## PROVIDED ENTRIES
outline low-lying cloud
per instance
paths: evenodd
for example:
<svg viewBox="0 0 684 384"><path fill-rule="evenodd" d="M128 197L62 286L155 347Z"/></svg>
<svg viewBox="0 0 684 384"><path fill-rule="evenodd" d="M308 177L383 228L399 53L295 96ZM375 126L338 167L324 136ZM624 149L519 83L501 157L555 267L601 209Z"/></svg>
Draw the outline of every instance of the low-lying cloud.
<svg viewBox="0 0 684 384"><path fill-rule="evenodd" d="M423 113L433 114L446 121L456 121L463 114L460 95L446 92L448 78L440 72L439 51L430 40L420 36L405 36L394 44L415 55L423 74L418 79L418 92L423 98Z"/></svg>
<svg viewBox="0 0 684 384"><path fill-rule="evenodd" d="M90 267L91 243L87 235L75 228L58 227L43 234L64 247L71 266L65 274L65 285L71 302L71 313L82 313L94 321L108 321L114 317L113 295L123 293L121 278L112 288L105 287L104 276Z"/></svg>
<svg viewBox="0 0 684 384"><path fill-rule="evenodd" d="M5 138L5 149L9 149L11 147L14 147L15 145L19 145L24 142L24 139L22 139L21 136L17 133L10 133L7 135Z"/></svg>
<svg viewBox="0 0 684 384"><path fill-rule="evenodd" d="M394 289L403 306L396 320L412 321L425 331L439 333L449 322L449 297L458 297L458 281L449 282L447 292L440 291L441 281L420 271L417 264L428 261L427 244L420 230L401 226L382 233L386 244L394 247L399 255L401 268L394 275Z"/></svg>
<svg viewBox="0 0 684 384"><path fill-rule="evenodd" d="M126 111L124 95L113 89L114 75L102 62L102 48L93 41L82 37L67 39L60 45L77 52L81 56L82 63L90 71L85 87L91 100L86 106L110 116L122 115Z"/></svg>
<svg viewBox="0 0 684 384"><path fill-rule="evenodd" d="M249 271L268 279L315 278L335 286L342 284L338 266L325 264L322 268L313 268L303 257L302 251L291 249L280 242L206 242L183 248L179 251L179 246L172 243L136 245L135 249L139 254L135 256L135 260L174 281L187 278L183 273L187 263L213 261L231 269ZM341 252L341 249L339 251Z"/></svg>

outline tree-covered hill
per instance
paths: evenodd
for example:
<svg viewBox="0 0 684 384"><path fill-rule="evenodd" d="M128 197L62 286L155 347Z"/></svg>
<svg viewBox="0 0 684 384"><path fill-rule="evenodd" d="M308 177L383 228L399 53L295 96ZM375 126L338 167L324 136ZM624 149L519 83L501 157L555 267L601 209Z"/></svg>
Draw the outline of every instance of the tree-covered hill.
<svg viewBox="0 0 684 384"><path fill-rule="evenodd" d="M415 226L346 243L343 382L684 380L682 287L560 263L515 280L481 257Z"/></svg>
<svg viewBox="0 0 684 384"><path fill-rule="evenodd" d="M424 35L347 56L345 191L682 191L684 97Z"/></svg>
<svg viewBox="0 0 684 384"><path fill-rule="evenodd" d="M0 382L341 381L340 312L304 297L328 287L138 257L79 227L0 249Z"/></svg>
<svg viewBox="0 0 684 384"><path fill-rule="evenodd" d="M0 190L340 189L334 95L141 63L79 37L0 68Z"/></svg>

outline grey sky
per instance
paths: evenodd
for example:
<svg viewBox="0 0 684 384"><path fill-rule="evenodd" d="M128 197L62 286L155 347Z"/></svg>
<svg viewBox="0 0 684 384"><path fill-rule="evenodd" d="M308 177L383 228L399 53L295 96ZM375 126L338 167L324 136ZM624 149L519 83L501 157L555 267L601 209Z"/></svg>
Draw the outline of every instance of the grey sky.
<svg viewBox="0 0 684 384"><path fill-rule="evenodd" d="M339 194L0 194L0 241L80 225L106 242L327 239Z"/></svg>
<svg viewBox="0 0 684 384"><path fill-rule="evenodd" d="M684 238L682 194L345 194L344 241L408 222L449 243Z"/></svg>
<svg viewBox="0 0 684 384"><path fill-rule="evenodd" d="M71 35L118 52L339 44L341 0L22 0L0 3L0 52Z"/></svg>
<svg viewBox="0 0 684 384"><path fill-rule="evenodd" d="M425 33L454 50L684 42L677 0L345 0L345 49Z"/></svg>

## CHALLENGE
Reproduce all of the data above, switching each occurrence of "tree-covered hill" to "wooded hill" and leaving every other character as it stands.

## RESULT BELOW
outline low-lying cloud
per instance
paths: evenodd
for example:
<svg viewBox="0 0 684 384"><path fill-rule="evenodd" d="M128 197L62 286L155 347Z"/></svg>
<svg viewBox="0 0 684 384"><path fill-rule="evenodd" d="M308 177L383 228L399 53L295 96ZM375 126L338 167L324 136ZM624 149L519 83L501 157L555 267L601 209Z"/></svg>
Draw the outline of every instance of the low-lying cloud.
<svg viewBox="0 0 684 384"><path fill-rule="evenodd" d="M423 113L433 114L446 121L456 121L463 114L460 95L446 92L448 78L440 72L439 51L430 40L420 36L405 36L394 44L415 55L423 74L418 79L418 92L423 98Z"/></svg>
<svg viewBox="0 0 684 384"><path fill-rule="evenodd" d="M90 267L91 243L87 235L75 228L58 227L43 234L64 247L71 266L65 274L65 285L71 302L71 313L82 313L94 321L108 321L114 317L113 295L123 293L121 278L112 288L105 287L104 276Z"/></svg>
<svg viewBox="0 0 684 384"><path fill-rule="evenodd" d="M5 138L5 149L9 149L11 147L14 147L15 145L19 145L24 142L24 139L22 139L21 136L17 133L10 133L7 135Z"/></svg>
<svg viewBox="0 0 684 384"><path fill-rule="evenodd" d="M394 289L403 306L396 320L412 321L425 331L439 333L449 322L449 297L458 297L458 281L449 282L447 292L440 291L441 281L420 271L417 264L428 261L427 244L420 230L401 226L382 233L386 244L394 247L399 255L401 268L394 275Z"/></svg>
<svg viewBox="0 0 684 384"><path fill-rule="evenodd" d="M126 111L124 95L113 89L114 75L102 62L102 48L93 41L82 37L67 39L60 45L77 52L81 56L82 63L90 71L85 87L91 100L86 106L110 116L122 115Z"/></svg>
<svg viewBox="0 0 684 384"><path fill-rule="evenodd" d="M249 271L268 279L315 278L335 286L342 284L338 266L325 264L322 268L313 268L303 257L302 251L291 249L280 242L206 242L183 248L179 251L179 246L172 243L136 245L135 249L139 254L135 256L135 260L174 281L187 278L183 273L187 263L213 261L231 269ZM341 252L341 249L339 251Z"/></svg>

outline wooded hill
per instance
paths: evenodd
for example:
<svg viewBox="0 0 684 384"><path fill-rule="evenodd" d="M128 197L62 286L155 347Z"/></svg>
<svg viewBox="0 0 684 384"><path fill-rule="evenodd" d="M308 177L383 228L399 53L295 96ZM375 126L338 167L324 136ZM624 149L519 83L501 157L555 267L601 209Z"/></svg>
Draw the outline of every instance of the wooded hill.
<svg viewBox="0 0 684 384"><path fill-rule="evenodd" d="M415 226L346 243L343 382L684 380L682 287L560 263L515 280L481 257Z"/></svg>
<svg viewBox="0 0 684 384"><path fill-rule="evenodd" d="M424 35L347 56L345 191L682 191L684 97Z"/></svg>
<svg viewBox="0 0 684 384"><path fill-rule="evenodd" d="M0 382L341 381L340 312L304 297L328 287L138 257L79 227L0 249Z"/></svg>
<svg viewBox="0 0 684 384"><path fill-rule="evenodd" d="M0 190L340 189L334 95L141 63L79 37L0 68Z"/></svg>

outline grey sky
per instance
paths: evenodd
for example:
<svg viewBox="0 0 684 384"><path fill-rule="evenodd" d="M128 197L62 286L155 347Z"/></svg>
<svg viewBox="0 0 684 384"><path fill-rule="evenodd" d="M308 177L383 228L399 53L295 96ZM375 126L338 167L324 136ZM624 149L519 83L501 157L555 267L601 209Z"/></svg>
Draw the outline of every instance of the grey sky.
<svg viewBox="0 0 684 384"><path fill-rule="evenodd" d="M339 194L0 194L0 241L80 225L106 242L327 239Z"/></svg>
<svg viewBox="0 0 684 384"><path fill-rule="evenodd" d="M684 238L682 194L345 194L344 241L408 222L449 243Z"/></svg>
<svg viewBox="0 0 684 384"><path fill-rule="evenodd" d="M71 35L118 52L339 44L341 0L22 0L0 3L0 52Z"/></svg>
<svg viewBox="0 0 684 384"><path fill-rule="evenodd" d="M425 33L454 50L684 42L677 0L345 0L345 49Z"/></svg>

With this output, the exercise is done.